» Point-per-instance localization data
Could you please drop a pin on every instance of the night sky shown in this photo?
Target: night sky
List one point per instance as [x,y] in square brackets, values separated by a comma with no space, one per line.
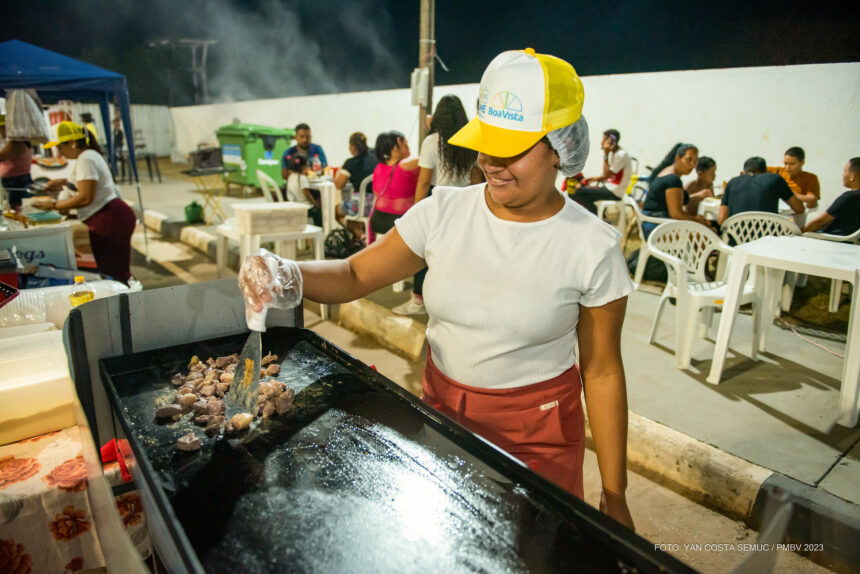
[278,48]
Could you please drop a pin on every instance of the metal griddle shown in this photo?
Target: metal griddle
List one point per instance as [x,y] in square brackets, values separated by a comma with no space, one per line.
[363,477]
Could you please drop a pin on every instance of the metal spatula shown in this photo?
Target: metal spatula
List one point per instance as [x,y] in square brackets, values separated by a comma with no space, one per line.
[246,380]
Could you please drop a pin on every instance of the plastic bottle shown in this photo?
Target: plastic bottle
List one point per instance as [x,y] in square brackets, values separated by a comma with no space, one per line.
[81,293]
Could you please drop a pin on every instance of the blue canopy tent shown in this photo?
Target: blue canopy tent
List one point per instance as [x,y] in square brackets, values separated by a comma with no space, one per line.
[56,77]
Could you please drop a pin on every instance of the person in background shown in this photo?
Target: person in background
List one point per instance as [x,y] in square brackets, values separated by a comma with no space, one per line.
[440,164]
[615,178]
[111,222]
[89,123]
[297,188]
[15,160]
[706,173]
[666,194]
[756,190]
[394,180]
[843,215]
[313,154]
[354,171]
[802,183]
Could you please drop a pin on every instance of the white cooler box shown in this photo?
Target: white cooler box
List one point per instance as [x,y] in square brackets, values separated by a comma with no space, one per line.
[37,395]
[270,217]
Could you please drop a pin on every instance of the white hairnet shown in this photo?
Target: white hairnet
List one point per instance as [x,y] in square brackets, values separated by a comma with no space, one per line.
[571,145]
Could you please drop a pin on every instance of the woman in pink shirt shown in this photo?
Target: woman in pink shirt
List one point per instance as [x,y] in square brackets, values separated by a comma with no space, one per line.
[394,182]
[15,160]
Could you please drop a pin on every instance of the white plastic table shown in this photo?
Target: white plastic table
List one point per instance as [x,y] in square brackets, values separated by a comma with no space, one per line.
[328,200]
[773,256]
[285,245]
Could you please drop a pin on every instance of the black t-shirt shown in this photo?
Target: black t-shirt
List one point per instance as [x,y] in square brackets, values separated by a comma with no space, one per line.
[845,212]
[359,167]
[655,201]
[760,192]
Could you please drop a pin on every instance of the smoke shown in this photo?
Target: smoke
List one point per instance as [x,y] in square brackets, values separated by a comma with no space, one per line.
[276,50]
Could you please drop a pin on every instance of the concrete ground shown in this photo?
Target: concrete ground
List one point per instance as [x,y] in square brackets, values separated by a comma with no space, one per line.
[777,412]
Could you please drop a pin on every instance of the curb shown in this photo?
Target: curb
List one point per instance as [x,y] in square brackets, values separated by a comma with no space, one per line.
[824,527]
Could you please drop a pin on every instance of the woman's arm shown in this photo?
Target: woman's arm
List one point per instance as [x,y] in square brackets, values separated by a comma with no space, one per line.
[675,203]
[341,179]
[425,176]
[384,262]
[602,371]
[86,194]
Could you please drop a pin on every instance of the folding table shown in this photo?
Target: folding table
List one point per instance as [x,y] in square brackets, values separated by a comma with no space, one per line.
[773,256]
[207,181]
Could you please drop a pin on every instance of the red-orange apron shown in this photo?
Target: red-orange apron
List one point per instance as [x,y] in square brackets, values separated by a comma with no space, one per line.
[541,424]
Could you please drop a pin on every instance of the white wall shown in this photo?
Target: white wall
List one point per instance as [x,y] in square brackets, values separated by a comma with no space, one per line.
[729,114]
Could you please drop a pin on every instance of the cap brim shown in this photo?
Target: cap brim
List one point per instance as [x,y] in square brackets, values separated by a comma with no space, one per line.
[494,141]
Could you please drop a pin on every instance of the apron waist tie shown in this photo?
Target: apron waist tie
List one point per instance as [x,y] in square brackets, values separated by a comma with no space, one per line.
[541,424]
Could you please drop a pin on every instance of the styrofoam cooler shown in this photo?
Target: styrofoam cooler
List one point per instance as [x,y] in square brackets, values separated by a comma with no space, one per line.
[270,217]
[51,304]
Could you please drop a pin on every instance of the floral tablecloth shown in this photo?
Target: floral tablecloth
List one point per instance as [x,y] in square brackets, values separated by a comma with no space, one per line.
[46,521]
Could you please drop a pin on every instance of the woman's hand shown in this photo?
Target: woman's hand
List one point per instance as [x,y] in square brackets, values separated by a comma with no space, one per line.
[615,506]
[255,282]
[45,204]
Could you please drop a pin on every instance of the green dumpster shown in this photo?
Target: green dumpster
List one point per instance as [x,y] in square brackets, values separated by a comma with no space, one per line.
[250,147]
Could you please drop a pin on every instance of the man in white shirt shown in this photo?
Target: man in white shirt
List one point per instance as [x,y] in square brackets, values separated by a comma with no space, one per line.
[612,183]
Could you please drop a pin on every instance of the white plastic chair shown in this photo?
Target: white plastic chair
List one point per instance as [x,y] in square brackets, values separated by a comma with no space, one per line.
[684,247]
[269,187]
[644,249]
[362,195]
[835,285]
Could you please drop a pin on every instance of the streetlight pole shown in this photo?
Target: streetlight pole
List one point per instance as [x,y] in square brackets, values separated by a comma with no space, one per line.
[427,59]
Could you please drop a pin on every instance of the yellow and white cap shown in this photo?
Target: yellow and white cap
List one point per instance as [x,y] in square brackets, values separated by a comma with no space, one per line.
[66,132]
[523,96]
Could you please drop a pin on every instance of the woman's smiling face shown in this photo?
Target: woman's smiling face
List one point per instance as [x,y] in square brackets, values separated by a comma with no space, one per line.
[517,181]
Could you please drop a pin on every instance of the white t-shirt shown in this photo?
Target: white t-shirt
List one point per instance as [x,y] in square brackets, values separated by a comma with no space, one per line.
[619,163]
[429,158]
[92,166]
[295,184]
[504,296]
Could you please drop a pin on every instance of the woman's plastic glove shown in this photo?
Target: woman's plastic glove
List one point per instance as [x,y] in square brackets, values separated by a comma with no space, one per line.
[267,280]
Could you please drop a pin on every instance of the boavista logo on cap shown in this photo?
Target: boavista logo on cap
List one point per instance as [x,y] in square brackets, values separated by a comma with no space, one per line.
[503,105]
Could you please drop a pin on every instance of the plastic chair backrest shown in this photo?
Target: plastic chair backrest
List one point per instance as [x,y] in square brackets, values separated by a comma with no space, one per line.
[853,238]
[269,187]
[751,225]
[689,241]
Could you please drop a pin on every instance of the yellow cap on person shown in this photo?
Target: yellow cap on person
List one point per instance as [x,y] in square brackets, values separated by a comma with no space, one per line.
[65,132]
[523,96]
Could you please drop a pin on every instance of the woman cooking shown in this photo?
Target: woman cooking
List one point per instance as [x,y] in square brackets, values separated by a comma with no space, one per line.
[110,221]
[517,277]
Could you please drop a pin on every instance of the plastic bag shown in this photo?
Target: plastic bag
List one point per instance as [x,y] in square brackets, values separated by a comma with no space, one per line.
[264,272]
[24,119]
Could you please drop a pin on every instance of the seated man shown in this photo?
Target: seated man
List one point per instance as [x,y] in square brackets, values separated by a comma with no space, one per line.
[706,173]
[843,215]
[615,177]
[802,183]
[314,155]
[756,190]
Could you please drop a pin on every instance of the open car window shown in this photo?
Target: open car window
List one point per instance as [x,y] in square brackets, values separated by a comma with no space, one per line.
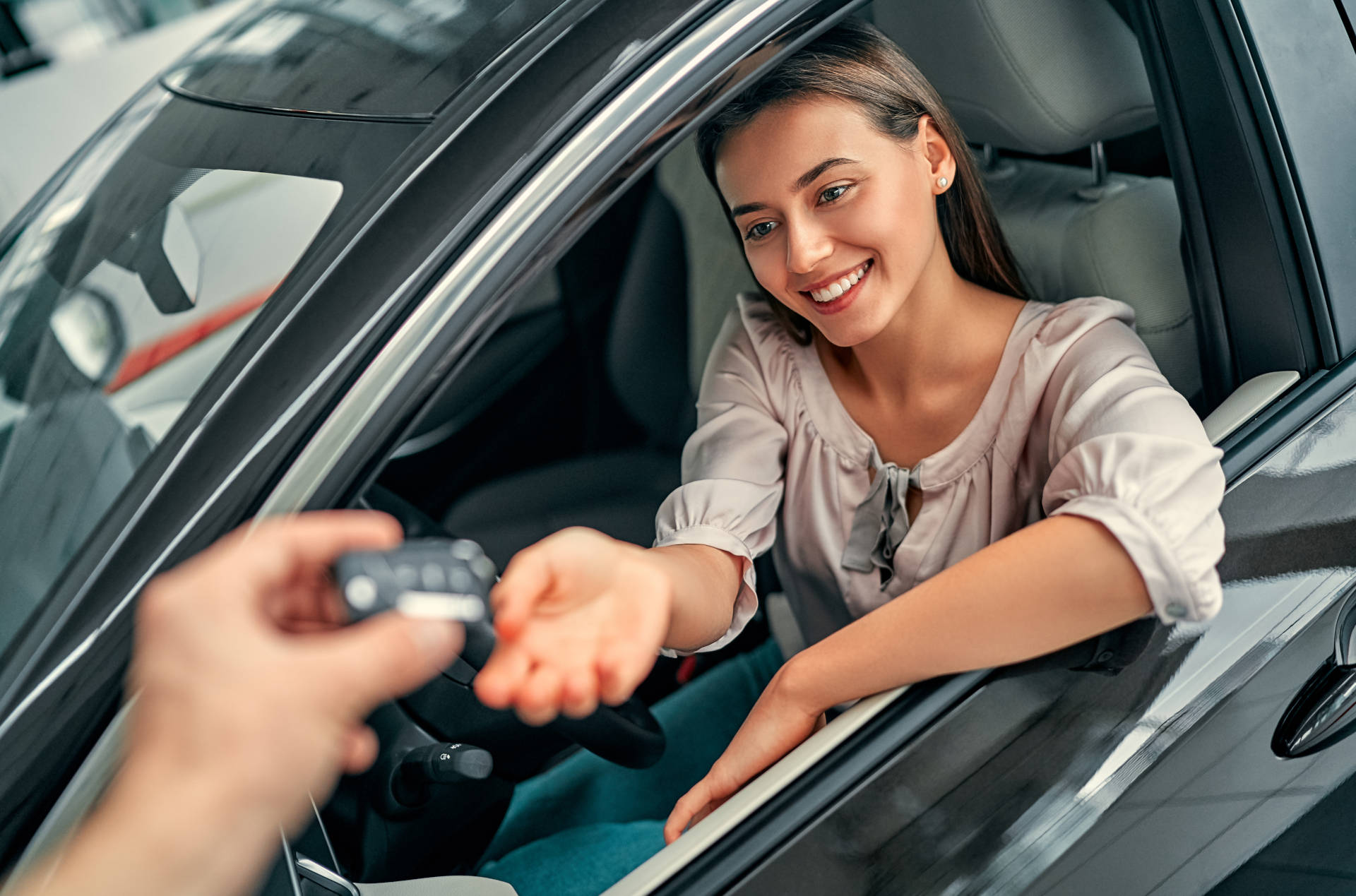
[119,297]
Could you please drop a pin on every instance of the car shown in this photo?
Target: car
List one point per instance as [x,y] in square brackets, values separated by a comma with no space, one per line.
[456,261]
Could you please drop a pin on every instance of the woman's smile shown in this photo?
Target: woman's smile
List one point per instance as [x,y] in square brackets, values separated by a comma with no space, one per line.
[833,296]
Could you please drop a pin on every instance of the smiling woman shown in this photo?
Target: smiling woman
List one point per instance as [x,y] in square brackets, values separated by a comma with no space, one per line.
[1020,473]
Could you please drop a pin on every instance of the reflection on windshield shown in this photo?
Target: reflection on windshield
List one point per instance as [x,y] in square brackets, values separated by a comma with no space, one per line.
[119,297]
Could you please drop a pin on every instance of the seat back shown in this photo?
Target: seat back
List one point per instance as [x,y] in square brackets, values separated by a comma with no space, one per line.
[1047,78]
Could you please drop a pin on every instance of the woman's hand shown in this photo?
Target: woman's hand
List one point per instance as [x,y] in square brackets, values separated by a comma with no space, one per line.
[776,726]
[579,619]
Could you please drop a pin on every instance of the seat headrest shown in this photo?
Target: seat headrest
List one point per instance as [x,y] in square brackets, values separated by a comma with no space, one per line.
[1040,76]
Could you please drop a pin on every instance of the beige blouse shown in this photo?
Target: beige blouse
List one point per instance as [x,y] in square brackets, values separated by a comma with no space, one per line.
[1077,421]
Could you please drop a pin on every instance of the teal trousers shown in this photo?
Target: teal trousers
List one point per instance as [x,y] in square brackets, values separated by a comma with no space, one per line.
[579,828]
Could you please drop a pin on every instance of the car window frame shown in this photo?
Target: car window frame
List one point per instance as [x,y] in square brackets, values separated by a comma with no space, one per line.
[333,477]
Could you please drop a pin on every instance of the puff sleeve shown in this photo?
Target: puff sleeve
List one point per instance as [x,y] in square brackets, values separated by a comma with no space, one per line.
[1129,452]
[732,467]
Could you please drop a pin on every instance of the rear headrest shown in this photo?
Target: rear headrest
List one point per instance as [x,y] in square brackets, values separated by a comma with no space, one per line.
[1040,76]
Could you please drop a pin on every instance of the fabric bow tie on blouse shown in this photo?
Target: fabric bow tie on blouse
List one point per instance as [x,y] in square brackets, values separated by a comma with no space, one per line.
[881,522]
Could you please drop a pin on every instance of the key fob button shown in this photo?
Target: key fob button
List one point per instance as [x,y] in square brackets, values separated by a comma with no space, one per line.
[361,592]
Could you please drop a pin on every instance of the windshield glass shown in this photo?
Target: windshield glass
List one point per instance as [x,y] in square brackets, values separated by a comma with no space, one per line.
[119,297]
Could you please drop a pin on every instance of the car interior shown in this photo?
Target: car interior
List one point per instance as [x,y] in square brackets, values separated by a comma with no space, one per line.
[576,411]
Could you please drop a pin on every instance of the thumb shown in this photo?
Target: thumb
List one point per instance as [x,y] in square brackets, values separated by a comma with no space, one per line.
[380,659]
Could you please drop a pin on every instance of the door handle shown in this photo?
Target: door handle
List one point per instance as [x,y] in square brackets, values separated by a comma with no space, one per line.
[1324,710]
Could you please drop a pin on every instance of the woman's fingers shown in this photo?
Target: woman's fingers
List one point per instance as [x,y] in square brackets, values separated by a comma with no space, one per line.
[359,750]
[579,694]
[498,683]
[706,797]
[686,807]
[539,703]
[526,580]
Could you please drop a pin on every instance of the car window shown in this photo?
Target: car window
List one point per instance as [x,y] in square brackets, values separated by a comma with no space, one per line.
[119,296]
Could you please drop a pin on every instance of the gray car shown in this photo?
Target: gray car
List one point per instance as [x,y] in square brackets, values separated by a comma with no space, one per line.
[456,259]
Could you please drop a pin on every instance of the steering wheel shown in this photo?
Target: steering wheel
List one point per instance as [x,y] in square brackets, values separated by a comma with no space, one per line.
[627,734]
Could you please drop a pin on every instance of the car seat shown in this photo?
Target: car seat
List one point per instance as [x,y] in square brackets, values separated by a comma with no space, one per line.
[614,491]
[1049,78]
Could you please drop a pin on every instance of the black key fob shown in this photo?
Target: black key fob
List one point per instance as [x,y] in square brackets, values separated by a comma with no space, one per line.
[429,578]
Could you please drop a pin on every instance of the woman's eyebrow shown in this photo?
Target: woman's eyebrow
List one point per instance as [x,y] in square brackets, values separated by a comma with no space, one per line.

» WORK INSTRUCTIONS
Look above for the line with "tie shown in this photo?" and the line with "cooler shown in this photo?"; transcribe both and all lines in between, exactly, and nothing else.

» ANSWER
Could you please drop a pin on every instance of the apron waist tie shown in this photo?
Target: apron waist tie
List one point per instance as [x,y] in square brackets, values separated by a comma with no space, one per line.
[541,424]
Could you please drop a pin on every instance of the styrofoam cooler shown in this photo?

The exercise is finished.